**PAGE EXCERPT:**
* START *

Norman Good Young (April 16, 1894 – October 24, 1984) was an American civil engineer who served as borough manager of Hollidaysburg, Pennsylvania and Phoenixville, Pennsylvania and Town Manager of Saugus, Massachusetts.

Early life
Young was born on April 16, 1894 in Hollidaysburg, Pennsylvania to Michael A. and Anna M. (Good) Young. He graduated from Phillips Andover Academy and the University of Pennsylvania (Class of 1922).

Career
Young was named borough manager of Hollidaysburg, Pennsylvania in 1922. On January 3, 1928 he was relieved of his duties after the borough council, in an effort to cut costs, voted to eliminate the position. In 1929 he was hired to work for the engineering department of DuPont. From 1930 to 1950 he was borough manager of Phoenixville, Pennsylvania. In 1950 he was appointed town manager of Saugus, Massachusetts. He was recommended for the position by Cambridge, Massachusetts City Manager John B. Atkinson. On January 30, 1952 Young resigned his position effect March 1 to become city engineer of Chester, Pennsylvania. At $9,000 a year, he was Chester's highest paid employee at the time of his hiring. He remained in this position until his retirement in 1967.

* END *

**MATERIAL SUPPLIED:**

* START *

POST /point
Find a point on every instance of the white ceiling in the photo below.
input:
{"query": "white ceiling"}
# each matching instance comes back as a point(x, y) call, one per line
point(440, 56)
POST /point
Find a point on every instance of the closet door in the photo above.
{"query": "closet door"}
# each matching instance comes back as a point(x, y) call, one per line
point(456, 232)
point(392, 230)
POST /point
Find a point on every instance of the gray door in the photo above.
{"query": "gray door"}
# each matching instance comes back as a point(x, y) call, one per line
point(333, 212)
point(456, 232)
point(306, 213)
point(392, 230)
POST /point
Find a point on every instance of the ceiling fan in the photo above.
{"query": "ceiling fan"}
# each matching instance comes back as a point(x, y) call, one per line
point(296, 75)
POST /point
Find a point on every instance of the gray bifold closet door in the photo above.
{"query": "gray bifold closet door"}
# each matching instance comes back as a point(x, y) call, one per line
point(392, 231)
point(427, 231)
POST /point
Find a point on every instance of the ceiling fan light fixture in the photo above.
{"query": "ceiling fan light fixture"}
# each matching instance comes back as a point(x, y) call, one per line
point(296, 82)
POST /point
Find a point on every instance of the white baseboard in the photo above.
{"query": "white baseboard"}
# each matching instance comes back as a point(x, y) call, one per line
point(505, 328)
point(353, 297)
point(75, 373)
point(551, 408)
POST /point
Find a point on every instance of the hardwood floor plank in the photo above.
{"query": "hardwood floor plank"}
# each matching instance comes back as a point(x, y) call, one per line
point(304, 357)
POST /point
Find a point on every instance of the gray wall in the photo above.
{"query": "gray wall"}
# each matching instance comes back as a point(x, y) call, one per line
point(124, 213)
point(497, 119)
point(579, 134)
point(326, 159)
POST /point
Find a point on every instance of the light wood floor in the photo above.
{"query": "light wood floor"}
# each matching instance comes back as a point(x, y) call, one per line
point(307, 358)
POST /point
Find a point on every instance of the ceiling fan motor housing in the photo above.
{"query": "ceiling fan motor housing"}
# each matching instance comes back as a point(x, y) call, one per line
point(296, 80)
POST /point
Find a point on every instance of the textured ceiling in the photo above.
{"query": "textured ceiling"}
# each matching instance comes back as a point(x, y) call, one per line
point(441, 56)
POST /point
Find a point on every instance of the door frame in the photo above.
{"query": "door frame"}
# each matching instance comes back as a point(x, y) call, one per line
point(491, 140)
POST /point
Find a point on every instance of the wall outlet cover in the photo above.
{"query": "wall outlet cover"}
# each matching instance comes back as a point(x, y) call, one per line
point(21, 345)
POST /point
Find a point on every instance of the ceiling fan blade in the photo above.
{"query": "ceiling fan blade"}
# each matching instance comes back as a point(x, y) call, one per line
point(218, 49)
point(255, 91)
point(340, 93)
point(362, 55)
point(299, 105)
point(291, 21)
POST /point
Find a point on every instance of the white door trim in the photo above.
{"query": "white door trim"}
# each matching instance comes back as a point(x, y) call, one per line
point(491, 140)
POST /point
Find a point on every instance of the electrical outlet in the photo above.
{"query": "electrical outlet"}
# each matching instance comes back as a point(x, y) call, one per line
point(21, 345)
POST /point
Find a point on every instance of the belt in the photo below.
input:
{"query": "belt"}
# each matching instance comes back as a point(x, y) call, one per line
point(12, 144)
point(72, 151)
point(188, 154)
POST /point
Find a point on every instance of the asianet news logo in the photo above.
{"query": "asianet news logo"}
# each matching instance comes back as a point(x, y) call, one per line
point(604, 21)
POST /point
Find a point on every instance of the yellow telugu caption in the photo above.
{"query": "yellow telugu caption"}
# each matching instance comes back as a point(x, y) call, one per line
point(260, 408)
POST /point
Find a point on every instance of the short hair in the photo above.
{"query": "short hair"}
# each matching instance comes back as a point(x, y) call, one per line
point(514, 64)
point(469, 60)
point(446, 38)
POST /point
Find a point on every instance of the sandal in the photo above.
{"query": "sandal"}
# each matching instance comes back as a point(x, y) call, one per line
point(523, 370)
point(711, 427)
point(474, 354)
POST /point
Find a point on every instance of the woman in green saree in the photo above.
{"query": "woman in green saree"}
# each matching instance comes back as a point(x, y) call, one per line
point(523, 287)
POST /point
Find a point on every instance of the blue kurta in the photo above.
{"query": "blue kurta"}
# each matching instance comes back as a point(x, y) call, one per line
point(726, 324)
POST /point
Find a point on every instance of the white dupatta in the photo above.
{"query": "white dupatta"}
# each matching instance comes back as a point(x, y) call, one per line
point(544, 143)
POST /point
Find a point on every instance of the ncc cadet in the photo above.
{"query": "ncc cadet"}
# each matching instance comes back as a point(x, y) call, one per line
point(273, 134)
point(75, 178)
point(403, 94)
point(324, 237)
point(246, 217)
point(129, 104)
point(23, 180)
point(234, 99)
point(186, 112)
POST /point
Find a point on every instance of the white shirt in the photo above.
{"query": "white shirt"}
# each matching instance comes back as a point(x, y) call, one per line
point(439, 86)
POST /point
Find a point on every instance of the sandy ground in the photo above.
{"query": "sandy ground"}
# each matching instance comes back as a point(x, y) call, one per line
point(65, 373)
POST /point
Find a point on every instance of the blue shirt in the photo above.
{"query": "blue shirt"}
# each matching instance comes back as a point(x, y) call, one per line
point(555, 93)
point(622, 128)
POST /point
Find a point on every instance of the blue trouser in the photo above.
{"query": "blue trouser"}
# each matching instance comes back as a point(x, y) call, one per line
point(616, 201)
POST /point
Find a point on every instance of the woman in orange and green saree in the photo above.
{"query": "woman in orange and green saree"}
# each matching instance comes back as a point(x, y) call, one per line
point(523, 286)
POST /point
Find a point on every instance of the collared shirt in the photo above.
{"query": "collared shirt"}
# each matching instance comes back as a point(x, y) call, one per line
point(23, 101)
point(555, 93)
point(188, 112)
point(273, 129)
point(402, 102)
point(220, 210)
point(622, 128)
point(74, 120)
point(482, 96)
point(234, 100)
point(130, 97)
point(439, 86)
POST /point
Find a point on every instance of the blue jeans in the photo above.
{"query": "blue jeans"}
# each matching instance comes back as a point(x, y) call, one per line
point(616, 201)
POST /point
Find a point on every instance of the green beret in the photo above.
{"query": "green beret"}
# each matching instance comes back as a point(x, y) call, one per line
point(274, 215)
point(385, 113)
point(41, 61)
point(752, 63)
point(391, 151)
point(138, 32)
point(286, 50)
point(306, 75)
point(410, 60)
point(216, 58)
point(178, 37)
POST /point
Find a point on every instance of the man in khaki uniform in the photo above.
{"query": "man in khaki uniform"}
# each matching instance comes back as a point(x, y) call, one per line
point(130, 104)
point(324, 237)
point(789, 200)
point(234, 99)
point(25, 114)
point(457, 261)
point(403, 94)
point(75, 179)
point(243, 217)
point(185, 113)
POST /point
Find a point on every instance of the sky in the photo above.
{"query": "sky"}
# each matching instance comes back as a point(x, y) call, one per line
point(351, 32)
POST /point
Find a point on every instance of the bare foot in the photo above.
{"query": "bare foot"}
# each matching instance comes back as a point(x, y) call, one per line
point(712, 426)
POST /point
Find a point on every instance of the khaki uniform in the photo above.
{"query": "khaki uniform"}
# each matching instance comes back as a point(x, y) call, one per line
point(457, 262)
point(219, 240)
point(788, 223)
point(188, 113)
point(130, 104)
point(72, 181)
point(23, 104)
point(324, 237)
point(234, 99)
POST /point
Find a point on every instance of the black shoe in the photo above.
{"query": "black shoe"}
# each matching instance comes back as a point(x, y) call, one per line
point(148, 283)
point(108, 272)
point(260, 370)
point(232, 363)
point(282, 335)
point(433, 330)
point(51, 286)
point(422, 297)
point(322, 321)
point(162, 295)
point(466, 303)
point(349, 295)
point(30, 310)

* END *

**WORK INSTRUCTIONS:**
In the biography of Norman Good Young, reproduce word for word the passage that opens with "Norman Good Young" and closes with "and Town Manager of Saugus, Massachusetts.".

**OUTPUT:**
Norman Good Young (April 16, 1894 – October 24, 1984) was an American civil engineer who served as borough manager of Hollidaysburg, Pennsylvania and Phoenixville, Pennsylvania and Town Manager of Saugus, Massachusetts.